## Saved data entries
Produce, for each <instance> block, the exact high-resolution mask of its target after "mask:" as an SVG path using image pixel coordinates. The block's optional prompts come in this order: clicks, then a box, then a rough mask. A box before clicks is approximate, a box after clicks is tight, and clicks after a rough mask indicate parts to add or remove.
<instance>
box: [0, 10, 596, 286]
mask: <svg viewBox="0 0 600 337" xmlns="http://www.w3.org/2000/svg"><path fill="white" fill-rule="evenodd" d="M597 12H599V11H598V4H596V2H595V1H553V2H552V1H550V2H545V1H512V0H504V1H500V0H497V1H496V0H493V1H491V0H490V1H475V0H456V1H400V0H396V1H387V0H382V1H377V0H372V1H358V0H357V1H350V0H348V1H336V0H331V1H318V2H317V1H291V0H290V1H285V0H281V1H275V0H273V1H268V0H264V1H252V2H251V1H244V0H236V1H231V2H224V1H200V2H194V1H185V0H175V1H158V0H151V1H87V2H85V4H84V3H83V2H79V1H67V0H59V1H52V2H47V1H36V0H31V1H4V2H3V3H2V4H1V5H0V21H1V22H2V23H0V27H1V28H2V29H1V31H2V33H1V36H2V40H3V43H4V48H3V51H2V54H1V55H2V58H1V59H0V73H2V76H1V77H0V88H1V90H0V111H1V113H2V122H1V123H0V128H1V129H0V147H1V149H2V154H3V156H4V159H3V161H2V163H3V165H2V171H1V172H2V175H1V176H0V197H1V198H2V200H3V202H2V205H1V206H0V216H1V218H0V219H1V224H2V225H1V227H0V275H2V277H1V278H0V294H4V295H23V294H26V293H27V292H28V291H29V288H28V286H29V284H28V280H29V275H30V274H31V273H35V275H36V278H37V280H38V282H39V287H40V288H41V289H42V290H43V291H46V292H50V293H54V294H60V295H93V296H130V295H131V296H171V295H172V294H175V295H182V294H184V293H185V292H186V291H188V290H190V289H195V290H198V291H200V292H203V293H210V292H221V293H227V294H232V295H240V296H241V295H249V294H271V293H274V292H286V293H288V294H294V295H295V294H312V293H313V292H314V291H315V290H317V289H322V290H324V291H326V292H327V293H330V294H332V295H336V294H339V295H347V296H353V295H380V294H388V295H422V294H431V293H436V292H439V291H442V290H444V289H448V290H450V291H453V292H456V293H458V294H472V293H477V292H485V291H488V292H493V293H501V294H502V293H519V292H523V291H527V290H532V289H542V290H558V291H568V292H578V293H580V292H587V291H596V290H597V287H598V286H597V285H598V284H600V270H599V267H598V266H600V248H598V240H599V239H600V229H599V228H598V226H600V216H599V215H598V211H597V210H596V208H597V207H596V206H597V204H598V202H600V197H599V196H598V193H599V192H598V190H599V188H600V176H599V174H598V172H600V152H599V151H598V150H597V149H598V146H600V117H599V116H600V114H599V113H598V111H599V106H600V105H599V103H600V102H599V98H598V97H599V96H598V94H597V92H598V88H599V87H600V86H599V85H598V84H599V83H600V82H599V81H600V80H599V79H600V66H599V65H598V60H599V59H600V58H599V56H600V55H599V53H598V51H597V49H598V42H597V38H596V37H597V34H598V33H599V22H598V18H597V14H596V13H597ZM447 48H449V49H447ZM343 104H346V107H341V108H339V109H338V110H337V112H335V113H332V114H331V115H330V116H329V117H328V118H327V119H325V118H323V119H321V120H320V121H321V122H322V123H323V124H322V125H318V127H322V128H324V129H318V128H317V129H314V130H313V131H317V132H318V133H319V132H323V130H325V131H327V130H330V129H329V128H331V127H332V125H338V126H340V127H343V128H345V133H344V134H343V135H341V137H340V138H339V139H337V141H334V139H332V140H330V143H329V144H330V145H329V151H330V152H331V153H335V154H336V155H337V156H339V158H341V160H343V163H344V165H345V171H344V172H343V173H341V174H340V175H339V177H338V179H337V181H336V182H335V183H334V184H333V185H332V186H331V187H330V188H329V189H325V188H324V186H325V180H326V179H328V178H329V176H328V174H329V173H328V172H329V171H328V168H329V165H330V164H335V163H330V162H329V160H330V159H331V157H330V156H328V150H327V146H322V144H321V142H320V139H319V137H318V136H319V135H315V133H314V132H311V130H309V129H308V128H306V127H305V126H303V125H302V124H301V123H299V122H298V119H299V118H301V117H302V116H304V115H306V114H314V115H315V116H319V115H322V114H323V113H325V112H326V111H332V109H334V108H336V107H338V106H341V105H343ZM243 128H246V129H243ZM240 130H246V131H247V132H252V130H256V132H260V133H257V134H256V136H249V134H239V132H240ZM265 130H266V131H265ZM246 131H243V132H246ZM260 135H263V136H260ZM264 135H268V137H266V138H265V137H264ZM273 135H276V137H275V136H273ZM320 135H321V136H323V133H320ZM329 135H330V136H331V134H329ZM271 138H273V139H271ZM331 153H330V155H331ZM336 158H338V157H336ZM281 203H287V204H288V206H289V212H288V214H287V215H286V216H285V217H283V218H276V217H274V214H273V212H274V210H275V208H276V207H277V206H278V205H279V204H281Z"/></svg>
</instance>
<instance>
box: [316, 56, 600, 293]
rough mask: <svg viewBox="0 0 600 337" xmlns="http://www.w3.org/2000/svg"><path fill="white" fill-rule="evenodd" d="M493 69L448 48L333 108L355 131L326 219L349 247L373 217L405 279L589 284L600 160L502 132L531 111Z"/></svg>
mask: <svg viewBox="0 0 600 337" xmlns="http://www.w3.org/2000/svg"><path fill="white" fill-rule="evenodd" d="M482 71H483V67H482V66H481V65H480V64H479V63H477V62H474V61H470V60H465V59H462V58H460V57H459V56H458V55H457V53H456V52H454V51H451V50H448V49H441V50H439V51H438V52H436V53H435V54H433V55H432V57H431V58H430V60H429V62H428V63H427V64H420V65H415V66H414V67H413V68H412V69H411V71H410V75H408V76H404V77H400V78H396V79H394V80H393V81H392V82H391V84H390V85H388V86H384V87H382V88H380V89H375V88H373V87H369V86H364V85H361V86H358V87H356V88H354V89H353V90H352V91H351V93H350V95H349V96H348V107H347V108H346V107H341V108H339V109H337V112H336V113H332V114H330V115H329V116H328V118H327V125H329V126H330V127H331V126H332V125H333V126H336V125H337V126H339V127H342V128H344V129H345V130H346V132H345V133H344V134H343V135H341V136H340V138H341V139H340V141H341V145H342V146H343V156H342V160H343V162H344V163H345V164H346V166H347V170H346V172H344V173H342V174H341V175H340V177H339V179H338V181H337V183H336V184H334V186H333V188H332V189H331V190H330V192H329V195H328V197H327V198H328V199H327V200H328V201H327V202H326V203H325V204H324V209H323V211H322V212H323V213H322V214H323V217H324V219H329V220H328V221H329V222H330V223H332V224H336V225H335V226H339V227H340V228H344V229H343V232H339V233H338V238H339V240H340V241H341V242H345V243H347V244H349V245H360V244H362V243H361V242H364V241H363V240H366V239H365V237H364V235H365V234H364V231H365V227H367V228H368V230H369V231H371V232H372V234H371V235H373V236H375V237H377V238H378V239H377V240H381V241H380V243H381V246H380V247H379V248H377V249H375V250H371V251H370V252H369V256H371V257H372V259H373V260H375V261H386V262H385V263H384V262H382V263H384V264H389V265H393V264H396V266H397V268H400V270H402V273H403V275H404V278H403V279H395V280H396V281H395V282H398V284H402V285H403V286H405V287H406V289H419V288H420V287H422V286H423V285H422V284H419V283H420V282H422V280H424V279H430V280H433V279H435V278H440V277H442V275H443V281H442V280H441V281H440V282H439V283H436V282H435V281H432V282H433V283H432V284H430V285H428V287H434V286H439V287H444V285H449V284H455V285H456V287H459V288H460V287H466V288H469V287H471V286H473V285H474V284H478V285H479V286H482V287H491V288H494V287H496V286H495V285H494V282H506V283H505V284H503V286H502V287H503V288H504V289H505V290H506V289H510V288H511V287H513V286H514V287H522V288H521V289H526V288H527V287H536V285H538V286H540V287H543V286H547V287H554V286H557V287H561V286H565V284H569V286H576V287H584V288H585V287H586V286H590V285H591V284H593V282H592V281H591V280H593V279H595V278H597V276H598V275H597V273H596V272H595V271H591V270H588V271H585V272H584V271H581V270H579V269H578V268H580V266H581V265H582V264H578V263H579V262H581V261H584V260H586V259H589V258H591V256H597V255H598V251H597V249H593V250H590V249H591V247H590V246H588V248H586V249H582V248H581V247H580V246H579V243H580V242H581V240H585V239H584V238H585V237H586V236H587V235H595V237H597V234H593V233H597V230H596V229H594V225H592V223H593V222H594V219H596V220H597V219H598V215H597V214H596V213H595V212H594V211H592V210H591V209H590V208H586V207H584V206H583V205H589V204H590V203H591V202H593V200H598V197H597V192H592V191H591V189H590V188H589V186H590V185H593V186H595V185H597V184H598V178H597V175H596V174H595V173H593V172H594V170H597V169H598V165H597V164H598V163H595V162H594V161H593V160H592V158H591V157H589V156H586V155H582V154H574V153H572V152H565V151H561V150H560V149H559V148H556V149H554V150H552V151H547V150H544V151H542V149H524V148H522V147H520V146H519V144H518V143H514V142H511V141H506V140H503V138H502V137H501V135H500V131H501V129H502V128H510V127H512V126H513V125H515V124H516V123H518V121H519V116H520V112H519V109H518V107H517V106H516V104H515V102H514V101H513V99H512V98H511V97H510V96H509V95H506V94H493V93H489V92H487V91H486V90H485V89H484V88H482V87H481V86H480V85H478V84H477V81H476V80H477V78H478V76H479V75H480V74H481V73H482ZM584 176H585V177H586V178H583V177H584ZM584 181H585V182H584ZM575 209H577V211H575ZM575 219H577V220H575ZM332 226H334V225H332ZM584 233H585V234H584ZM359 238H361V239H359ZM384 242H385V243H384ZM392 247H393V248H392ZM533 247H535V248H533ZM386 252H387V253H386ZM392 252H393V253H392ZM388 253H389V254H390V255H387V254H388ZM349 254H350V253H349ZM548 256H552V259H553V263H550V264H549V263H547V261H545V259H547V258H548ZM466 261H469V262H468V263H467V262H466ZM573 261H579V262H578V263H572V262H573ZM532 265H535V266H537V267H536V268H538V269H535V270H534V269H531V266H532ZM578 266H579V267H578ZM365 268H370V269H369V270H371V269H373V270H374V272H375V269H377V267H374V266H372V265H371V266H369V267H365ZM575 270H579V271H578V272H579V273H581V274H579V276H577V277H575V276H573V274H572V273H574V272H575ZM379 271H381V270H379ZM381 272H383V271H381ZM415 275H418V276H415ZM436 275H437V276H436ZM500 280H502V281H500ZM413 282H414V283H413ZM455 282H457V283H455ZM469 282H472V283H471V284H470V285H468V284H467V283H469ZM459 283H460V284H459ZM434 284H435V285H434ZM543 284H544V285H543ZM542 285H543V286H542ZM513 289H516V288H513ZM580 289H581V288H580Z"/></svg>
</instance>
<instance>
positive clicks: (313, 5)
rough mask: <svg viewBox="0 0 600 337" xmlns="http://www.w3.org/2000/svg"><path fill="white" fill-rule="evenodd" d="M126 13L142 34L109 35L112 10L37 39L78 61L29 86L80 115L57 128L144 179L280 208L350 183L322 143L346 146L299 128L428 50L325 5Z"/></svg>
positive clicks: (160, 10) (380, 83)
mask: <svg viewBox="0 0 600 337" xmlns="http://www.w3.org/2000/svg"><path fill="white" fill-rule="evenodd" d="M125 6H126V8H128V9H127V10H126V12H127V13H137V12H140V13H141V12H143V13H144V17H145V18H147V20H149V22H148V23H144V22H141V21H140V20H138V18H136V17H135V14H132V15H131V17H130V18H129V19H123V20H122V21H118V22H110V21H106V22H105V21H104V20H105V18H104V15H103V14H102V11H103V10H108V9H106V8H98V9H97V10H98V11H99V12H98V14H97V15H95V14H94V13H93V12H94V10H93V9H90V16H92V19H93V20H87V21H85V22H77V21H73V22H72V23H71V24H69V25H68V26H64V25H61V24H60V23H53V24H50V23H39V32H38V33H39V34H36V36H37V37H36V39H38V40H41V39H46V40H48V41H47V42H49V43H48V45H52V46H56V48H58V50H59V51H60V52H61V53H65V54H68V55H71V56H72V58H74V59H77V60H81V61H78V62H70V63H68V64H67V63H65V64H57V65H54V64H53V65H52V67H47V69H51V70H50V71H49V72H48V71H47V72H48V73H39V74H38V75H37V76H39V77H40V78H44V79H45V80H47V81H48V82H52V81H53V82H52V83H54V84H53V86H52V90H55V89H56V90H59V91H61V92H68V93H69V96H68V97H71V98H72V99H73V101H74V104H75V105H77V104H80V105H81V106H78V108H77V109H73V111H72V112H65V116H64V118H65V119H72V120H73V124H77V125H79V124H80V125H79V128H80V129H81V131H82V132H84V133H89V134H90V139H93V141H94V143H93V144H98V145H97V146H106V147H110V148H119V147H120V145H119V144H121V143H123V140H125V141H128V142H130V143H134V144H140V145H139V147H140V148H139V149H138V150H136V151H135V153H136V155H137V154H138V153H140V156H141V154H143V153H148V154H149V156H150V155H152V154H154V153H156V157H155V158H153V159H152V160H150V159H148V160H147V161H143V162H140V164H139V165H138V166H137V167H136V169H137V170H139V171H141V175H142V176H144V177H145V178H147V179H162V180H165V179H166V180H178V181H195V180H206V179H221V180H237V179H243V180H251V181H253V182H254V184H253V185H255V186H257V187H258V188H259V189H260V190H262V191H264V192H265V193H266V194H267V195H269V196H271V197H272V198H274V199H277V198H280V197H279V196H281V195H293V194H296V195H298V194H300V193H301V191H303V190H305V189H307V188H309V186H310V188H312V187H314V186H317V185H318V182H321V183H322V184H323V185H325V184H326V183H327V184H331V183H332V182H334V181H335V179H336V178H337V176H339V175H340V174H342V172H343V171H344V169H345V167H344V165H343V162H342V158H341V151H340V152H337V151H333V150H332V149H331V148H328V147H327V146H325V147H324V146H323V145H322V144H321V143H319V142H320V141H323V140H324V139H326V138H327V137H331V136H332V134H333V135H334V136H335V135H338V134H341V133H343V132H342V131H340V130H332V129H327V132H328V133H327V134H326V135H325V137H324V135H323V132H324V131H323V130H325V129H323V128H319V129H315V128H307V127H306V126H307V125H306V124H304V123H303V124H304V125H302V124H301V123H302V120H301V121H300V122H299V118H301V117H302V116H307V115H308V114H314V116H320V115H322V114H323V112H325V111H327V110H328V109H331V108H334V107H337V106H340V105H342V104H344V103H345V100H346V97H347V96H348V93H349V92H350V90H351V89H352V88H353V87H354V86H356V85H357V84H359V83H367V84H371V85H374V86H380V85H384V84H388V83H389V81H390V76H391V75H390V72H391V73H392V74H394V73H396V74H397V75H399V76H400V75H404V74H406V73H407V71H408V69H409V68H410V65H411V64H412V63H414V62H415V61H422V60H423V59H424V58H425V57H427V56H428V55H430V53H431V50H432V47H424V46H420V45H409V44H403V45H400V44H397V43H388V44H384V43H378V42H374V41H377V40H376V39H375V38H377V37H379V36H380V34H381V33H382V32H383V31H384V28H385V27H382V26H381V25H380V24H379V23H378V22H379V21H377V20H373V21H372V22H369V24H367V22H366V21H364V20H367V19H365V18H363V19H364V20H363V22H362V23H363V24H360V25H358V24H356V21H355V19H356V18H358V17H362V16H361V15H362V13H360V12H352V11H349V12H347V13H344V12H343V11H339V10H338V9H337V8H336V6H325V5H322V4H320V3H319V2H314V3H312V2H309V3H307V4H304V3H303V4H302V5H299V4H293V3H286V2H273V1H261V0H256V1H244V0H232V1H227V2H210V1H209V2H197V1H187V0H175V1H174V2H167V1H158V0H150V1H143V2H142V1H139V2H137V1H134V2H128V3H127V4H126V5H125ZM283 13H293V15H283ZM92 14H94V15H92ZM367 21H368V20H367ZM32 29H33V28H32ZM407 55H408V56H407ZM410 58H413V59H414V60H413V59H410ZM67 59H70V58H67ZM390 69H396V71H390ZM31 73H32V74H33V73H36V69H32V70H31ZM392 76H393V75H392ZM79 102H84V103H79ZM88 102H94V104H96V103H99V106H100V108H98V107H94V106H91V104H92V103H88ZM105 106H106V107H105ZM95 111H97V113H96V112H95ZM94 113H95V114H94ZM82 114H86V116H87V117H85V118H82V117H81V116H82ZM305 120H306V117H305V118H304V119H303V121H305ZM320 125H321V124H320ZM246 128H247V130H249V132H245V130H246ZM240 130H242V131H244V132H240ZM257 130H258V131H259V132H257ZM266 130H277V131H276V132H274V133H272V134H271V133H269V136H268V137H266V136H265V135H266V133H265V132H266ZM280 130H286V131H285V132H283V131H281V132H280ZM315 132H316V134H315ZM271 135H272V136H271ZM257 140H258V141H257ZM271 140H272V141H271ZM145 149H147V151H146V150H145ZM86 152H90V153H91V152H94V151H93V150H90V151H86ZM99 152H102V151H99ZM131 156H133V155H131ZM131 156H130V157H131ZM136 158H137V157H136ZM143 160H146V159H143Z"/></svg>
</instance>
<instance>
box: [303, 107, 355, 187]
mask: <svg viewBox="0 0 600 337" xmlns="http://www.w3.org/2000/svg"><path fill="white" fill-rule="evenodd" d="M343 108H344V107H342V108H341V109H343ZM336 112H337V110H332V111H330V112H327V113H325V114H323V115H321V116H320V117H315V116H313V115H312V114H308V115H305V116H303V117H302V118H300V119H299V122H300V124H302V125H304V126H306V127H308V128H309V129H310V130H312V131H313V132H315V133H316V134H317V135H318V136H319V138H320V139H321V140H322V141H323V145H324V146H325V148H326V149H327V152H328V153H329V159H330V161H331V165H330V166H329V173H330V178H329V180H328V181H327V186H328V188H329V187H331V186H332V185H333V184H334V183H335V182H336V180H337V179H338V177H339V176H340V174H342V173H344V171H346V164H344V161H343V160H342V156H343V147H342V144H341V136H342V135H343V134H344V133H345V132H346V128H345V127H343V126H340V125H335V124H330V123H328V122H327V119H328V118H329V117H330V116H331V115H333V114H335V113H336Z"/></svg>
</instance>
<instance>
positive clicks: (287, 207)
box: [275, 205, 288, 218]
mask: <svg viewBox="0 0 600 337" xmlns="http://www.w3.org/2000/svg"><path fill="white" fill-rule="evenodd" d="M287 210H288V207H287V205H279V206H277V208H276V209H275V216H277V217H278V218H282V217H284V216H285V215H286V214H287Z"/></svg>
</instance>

## To do
Rename "box" to "bounding box" throughout the part of the records that runs from the start through the line containing "box: [0, 10, 596, 286]", and leave everything else in those lines unchanged.

## Answer to the exercise
Produce, for each <instance> block, the exact high-resolution mask of its target after "mask:" as an SVG path using image pixel coordinates. The block's optional prompts come in this order: clicks, then a bounding box, then a rough mask. A bounding box before clicks is approximate, a bounding box after clicks is tight, and clicks after a rough mask indicate parts to add or remove.
<instance>
bounding box: [0, 10, 596, 286]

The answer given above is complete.